_DATA ENTRIES:_
-- Start --

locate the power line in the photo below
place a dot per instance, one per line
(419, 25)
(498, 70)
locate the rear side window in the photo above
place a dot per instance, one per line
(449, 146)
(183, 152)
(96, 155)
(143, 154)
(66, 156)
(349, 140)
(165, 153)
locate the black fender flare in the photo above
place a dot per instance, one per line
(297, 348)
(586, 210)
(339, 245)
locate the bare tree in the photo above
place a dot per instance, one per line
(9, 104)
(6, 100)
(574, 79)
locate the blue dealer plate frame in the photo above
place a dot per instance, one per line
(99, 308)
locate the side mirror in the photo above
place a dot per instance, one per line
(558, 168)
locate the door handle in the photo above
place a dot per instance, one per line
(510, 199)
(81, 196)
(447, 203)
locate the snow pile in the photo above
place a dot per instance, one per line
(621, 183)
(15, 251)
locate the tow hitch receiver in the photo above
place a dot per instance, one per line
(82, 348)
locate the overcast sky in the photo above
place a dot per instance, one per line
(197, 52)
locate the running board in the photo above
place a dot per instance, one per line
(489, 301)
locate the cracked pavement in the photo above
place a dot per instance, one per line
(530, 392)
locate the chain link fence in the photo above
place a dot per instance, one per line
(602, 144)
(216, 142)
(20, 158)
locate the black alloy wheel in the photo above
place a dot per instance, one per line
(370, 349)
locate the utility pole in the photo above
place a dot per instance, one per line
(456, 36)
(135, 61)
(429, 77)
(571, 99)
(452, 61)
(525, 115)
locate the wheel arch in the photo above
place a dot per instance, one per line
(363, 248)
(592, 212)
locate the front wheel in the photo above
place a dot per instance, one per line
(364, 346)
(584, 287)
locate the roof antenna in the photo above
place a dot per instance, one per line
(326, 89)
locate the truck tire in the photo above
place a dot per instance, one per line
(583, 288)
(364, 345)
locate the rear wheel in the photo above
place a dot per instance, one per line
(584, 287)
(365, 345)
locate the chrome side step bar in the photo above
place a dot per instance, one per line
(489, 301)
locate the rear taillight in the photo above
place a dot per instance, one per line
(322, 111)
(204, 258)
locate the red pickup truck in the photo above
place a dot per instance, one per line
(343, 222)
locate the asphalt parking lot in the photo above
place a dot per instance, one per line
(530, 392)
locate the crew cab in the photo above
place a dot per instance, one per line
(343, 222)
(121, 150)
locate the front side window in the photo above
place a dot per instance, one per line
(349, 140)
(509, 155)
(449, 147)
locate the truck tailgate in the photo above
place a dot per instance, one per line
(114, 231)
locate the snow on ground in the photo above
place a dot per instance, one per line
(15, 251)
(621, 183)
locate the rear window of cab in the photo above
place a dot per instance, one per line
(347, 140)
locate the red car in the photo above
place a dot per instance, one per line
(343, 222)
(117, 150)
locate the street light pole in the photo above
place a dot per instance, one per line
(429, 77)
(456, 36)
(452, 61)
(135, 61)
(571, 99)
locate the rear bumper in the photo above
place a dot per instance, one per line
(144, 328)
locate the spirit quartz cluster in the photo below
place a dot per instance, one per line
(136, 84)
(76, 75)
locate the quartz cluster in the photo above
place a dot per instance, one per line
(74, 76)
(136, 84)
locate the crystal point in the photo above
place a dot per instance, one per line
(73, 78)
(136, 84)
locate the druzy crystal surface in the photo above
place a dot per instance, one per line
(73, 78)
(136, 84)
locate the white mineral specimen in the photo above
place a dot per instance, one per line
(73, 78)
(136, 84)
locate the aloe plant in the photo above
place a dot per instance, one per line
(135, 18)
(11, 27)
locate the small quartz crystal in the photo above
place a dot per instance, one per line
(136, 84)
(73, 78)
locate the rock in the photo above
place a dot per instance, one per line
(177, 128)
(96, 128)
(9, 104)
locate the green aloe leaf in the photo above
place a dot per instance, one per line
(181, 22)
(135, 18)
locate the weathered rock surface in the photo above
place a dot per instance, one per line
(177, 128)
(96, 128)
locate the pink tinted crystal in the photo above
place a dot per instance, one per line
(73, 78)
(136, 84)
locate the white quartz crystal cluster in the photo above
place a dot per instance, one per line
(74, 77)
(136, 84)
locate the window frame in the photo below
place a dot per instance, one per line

-- End --

_SHORT PROBLEM:_ Reproduce all of the records above word for word, keeping their order and line breaks.

_ANSWER IN FULL:_
locate the power line in the photo below
place a dot per instance, one per line
(419, 25)
(498, 70)
locate the rear side window in the photo above
place a dot per instance, one per line
(449, 146)
(183, 152)
(96, 155)
(143, 154)
(66, 156)
(349, 140)
(165, 153)
locate the black fender flare in the photo above
place a dot per instance, one per line
(297, 348)
(586, 210)
(339, 245)
locate the bare tree in the photo above
place a dot per instance, one per line
(9, 104)
(6, 100)
(574, 79)
locate the blue dealer plate frame in the photo above
place a dot per instance, one per line
(99, 308)
locate the side mirror in the photo above
place a dot per instance, one per line
(558, 168)
locate the door handle in the photo above
place a dot per instance, one per line
(510, 199)
(81, 196)
(447, 203)
locate the snow pile in the photo above
place a dot per instance, one per line
(621, 183)
(15, 251)
locate the tow hitch receiver in the photo above
place a dot per instance, one per line
(82, 348)
locate the overcast sky in the photo above
place a dot per instance, one per line
(197, 52)
locate the running board in the photo above
place a dot per instance, one per line
(489, 301)
locate the cracked pavement in the photo above
place a dot per instance, one per line
(530, 392)
locate the chain link fence in the photo above
place a dot per instance, one per line
(602, 144)
(216, 142)
(20, 158)
locate the black alloy wheel in the photo above
place a dot per instance, one per line
(370, 349)
locate the utility pole in the photo above
place a dot per instance, one per line
(456, 36)
(135, 61)
(429, 77)
(571, 99)
(452, 61)
(525, 115)
locate the wheel arch in the photo above
place a dot per instance, one per line
(363, 248)
(592, 212)
locate the front wheel in the photo above
place a dot per instance, one per line
(364, 346)
(584, 287)
locate the roof antenna in the photo above
place a dot per instance, one per line
(326, 89)
locate the truck tire in the photo above
place a dot per instance, one per line
(583, 288)
(364, 345)
locate the rear wheel in the photo above
place a dot per instance, one per line
(584, 287)
(365, 345)
locate the chrome side step bar in the photo above
place a dot per instance, one per line
(489, 301)
locate the rear taillight in the photo above
place a dot per instance, one per line
(322, 111)
(204, 258)
locate the red pickup truck in the photo above
place a dot per instance, one per line
(343, 222)
locate the asphalt parking lot in the photo above
place a dot per instance, one per line
(530, 392)
locate the crew cab in the photo above
place a dot per instance, one per line
(343, 222)
(121, 150)
locate the front side window in the photo above
place a dot per instance, one per line
(349, 140)
(509, 155)
(449, 147)
locate the truck tailgate in the photo above
place a dot per instance, one per line
(114, 231)
locate the snow on ground in the photo above
place a dot per instance, one per line
(15, 251)
(621, 183)
locate the rear window of cab in the photo above
place a dot per instance, one per line
(347, 140)
locate the red car in the photo above
place a dot per instance, one per line
(343, 222)
(117, 150)
locate the street light pole in the photo above
place a dot per instance, one per line
(429, 77)
(456, 36)
(452, 61)
(135, 61)
(571, 99)
locate the rear bumper in the photo above
place a dot per instance, one per line
(144, 328)
locate the spirit quartz cluster in the photo below
place a dot per instance, one per line
(136, 84)
(76, 75)
locate the quartz cluster in the photo above
place a dot per instance, one per line
(74, 76)
(136, 84)
locate the crystal point in the photo above
place a dot per instance, one per line
(73, 78)
(136, 84)
locate the druzy crystal surface in the photo above
place a dot per instance, one per line
(73, 78)
(136, 84)
locate the white mineral specimen in the photo above
place a dot per instance, one per line
(73, 78)
(136, 84)
locate the aloe plant in the photo above
place a dot per instance, one per line
(135, 18)
(11, 27)
locate the small quartz crystal in the photo above
place a dot per instance, one per line
(136, 84)
(73, 78)
locate the rock in the photo above
place a dot per instance, one per line
(177, 128)
(96, 128)
(9, 104)
locate the green aloe leaf in the photo above
place a dot per instance, one per line
(181, 22)
(135, 18)
locate the weathered rock surface in the photo above
place a dot per instance, one per line
(177, 128)
(96, 128)
locate the pink tinted crystal in the photo above
place a dot per instance, one per line
(73, 78)
(136, 84)
locate the white quartz crystal cluster in the photo above
place a dot per instance, one per line
(74, 77)
(136, 84)
locate the window frame in the photo below
place a dot per instance, one per line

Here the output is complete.